◆ **Texte fourni**
____

En 2016, l’UE et l’Indonésie ont entamé des discussions concernant un accord de libre-échange dans le but de parvenir à un accord qui facilite le commerce et les investissements. Les négociations portaient sur un large éventail de questions portant notamment sur les obstacles tarifaires et non tarifaires au commerce, les échanges dans le domaine des services et de l’investissement, les aspects commerciaux des marchés publics, les règles de concurrence, les droits de propriété intellectuelle et le développement durable. À ce jour, trois cycles de négociations ont eu lieu. Le premier cycle s’est déroulé durant l’été 2016 à Bruxelles, le deuxième cycle a eu lieu en janvier 2017 à Bali, et le dernier cycle, à Bruxelles, au début du mois de septembre.

Dès le début du deuxième cycle de négociations UE-Indonésie, les syndicats des deux blocs ont décidé de participer et de plaider en faveur d’un accord commercial plus durable et davantage soucieux des droits de l’homme et des travailleurs. Le syndicat néerlandais CNV, le syndicat belge ACV-CSC et la confédération indonésienne des syndicats KSBSI, en coopération avec la CES, se sont chargés de suivre de près les négociations et de donner leur avis sur le processus. Ce type d’accords de libre-échange a un impact croissant sur les conditions de travail et de vie des travailleurs dans les pays concernés. Les règles et réglementations de ces accords sont directement appliquées en tant que lois et législations nationales, y compris dans le domaine du travail. À ce titre, les syndicats se sentent concernés et doivent être impliqués.

En février 2017, un atelier conjoint a été organisé à Jakarta par la KSBSI, le CNV et l’ACV-CSC. Les participants ont été mis au fait du contenu et du processus de négociation de ce type d’accords commerciaux. Heureusement, en précisant que l’accord existant entre l’UE et le Vietnam constituerait le point de départ des négociations, l’UE a su fournir une référence concrète. Une position syndicale commune a été établie au cours de l’atelier, laquelle a défini les revendications concernant le contenu et le processus de négociation de l’accord. L’atelier a pu compter sur le soutien et les apports d’organisations de la société civile indonésienne (IGJ – Indonesia for Global Justice), ainsi que celui de représentants des ambassades belge et néerlandaise à Jakarta.

____

◆ **Données du corpus**

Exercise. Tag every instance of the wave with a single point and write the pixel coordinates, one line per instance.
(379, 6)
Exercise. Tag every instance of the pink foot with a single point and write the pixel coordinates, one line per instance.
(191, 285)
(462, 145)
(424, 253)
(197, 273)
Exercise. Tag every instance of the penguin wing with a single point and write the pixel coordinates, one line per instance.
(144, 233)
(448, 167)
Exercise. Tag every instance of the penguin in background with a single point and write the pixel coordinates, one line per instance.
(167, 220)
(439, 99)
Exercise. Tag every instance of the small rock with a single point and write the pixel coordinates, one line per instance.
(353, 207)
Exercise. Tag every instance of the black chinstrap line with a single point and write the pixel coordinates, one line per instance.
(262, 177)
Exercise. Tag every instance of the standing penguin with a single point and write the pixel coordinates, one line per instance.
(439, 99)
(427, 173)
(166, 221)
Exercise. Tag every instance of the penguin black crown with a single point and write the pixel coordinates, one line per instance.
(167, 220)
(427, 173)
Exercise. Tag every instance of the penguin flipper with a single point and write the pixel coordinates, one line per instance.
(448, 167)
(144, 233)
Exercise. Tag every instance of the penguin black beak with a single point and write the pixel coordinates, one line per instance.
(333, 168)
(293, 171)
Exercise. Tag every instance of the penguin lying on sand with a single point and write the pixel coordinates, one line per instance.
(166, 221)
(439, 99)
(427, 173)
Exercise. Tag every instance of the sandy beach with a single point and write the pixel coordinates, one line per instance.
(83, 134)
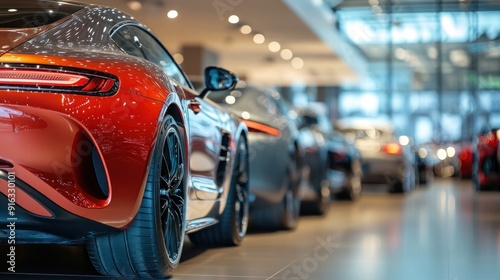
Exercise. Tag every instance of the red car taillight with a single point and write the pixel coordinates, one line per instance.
(57, 80)
(392, 149)
(262, 128)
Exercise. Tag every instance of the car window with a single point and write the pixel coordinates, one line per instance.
(31, 13)
(138, 42)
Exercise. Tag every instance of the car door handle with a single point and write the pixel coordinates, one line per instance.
(195, 106)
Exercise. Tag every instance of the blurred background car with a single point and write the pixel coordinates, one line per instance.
(275, 154)
(465, 159)
(486, 171)
(441, 158)
(333, 164)
(387, 158)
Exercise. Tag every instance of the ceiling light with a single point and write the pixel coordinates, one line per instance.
(179, 58)
(259, 38)
(432, 52)
(274, 46)
(297, 63)
(286, 54)
(233, 19)
(134, 5)
(172, 14)
(246, 29)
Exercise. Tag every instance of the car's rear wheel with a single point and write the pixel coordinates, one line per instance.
(152, 245)
(233, 222)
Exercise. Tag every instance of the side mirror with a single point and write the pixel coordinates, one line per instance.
(218, 79)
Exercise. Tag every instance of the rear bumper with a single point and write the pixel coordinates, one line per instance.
(27, 216)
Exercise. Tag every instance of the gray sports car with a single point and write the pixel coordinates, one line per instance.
(274, 153)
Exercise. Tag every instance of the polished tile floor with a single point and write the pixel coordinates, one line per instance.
(441, 232)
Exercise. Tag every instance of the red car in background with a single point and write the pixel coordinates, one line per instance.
(486, 172)
(104, 142)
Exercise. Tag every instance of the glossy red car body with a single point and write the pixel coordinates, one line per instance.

____

◆ **Énoncé 1**
Recopiez le passage du texte sur les négociations UE-Indonésie qui va de "Dès le début" à "doivent être impliqués.".
◆ **Énoncé 2**
Poursuivez le texte sur l'accord de libre-échange entre l'UE et l'Indonésie à partir de sa dernière phrase.

◆ **Résultat de l'exercice 1**
Dès le début du deuxième cycle de négociations UE-Indonésie, les syndicats des deux blocs ont décidé de participer et de plaider en faveur d’un accord commercial plus durable et davantage soucieux des droits de l’homme et des travailleurs. Le syndicat néerlandais CNV, le syndicat belge ACV-CSC et la confédération indonésienne des syndicats KSBSI, en coopération avec la CES, se sont chargés de suivre de près les négociations et de donner leur avis sur le processus. Ce type d’accords de libre-échange a un impact croissant sur les conditions de travail et de vie des travailleurs dans les pays concernés. Les règles et réglementations de ces accords sont directement appliquées en tant que lois et législations nationales, y compris dans le domaine du travail. À ce titre, les syndicats se sentent concernés et doivent être impliqués.

◆ **Résultat de l'exercice 2**
La CES, en collaboration avec ses deux affiliés européens, a envoyé une lettre à Mme Cecilia Malmström, Commissaire européenne pour le commerce extérieur (Commission européenne). Cette lettre mettait en lumière un ensemble de problèmes et de préoccupations et demandait une réelle implication de la société civile et des syndicats des deux parties. En réponse, la Commission européenne a alors proposé d’ouvrir le processus à la consultation.

Les accords de libre-échange constituent une nouveauté pour les syndicats indonésiens. Par conséquent, la KSBSI investit du temps et des moyens dans la formation de ses représentants et dans la sensibilisation de ses membres et des travailleurs en général à la nécessité d’impliquer les syndicats dans ces négociations. La KSBSI a également mis en place une équipe de négociation chargée d’entreprendre la tâche de plaidoyer auprès de l’administration gouvernementale et des ministères concernés du côté indonésien. Grâce au dialogue proactif avec ces acteurs, des consultations ont été organisées avec différents ministères, notamment avec le Ministre de la Main-d’œuvre et le Secrétaire du Président indonésien.

En prévision du troisième cycle de négociations à Bruxelles, l’équipe de la KSBSI, présidée par Sulistri, vice-président de la KSBSI, a été reçue par le responsable de l’équipe de négociation indonésienne, M. Syamsul Bahri Siregar. L’objectif de la réunion était d’assurer que la voix des travailleurs soit entendue au cours du troisième cycle de négociations. Au cours de ce dialogue, la KSBSI a présenté les demandes suivantes :

Au sujet du contenu de l’accord CEPA

  • Le contenu de l’accord CEPA doit respecter la législation nationale et les conventions internationales ratifiées par le gouvernement indonésien, notamment en matière de travail. Les conventions internationales comprennent les huit conventions fondamentales de l’OIT, la Convention des Nations Unies sur la protection des travailleurs migrants et de leur famille, la Déclaration de l’OIT sur le travail décent, la Déclaration de l’OIT sur la justice sociale pour une mondialisation équitable et la Recommandation qui l’accompagne.
  • Par ailleurs, les droits des travailleurs dans les entreprises multinationales devraient s’appliquer à tous les travailleurs, y compris ceux qui font partie de la chaîne d’approvisionnement, et ce, depuis les sous-traitants jusqu’au travail à domicile dans l’économie informelle. Les entreprises multinationales sont tenues de garantir les droits des travailleurs sur toute la longueur de leur chaîne d’approvisionnement. En outre, conformément aux Principes directeurs des Nations Unies, aux Principes directeurs de l’OCDE, aux Principes de l’OIT et au concept de « diligence raisonnable » des entreprises multinationales, les entreprises multinationales ont la responsabilité sociale de prendre en considération les conséquences économiques et en matière de droits de l’homme de leurs actions actuelles et futures.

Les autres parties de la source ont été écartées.